Data to use |

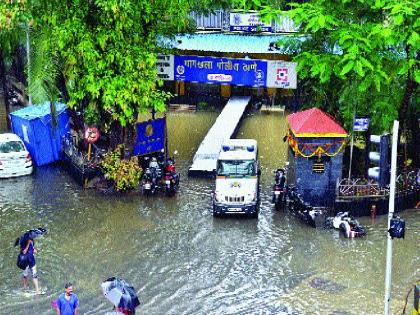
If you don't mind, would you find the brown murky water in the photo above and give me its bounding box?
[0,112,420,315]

...

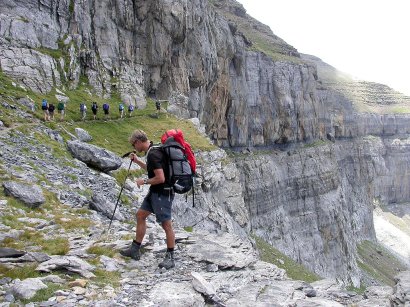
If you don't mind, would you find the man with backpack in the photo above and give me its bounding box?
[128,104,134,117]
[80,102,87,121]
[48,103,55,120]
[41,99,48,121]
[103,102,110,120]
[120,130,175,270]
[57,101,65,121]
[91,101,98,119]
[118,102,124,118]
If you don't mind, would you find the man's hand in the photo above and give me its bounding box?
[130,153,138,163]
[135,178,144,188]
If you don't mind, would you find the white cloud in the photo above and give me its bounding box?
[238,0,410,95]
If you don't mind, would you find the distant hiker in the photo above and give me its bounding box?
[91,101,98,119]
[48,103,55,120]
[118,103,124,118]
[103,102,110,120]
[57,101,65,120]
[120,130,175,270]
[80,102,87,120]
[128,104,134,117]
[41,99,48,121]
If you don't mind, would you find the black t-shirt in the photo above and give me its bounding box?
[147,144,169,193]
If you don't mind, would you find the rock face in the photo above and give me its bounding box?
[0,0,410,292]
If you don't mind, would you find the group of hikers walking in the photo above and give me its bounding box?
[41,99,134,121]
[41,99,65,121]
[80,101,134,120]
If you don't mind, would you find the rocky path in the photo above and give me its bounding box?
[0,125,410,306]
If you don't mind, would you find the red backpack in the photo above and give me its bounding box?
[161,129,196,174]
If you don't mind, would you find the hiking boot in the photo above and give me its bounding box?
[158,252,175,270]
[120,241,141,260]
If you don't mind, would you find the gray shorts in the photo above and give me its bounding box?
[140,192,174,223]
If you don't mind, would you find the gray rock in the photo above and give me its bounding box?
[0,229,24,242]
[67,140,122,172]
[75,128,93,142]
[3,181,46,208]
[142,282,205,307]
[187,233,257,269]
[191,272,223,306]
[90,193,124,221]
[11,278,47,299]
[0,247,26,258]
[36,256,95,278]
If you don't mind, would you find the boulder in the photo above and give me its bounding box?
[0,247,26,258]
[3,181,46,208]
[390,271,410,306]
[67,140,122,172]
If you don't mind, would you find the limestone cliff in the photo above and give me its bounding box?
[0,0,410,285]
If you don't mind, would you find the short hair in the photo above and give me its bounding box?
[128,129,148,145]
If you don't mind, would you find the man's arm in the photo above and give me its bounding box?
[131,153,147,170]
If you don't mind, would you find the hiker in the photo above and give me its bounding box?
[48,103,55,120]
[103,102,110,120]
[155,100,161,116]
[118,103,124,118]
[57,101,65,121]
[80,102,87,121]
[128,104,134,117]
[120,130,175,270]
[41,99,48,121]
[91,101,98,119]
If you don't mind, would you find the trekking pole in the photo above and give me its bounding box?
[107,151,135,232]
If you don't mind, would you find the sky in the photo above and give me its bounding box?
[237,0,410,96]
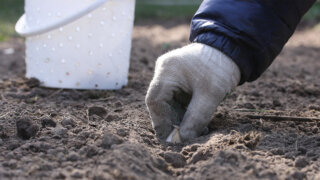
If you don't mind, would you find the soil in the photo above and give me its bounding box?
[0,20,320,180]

...

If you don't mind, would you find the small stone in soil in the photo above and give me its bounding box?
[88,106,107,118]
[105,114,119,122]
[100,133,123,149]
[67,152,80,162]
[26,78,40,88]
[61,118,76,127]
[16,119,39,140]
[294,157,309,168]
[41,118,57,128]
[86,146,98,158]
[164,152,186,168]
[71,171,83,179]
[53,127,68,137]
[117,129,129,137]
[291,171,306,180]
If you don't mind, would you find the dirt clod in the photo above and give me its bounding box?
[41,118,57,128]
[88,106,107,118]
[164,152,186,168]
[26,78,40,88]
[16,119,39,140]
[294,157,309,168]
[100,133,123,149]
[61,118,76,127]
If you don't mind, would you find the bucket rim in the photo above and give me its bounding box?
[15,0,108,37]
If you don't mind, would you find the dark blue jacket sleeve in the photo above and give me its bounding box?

The task |
Rescale the data from the line with "If you don't mind, would you find the sky" up to and including the line with "[0,20,320,180]" by restating only those lines, requests included, with every bounding-box coordinate in the answers multiplied by 0.9 and rounded to a whole number, halves up. Leave the pictures out.

Reply |
If you don't mind, would you find the sky in the photo above and give me its bounding box?
[213,0,369,86]
If you don't mind, would you find the soil in the photo above and give me its bounding box?
[0,18,288,162]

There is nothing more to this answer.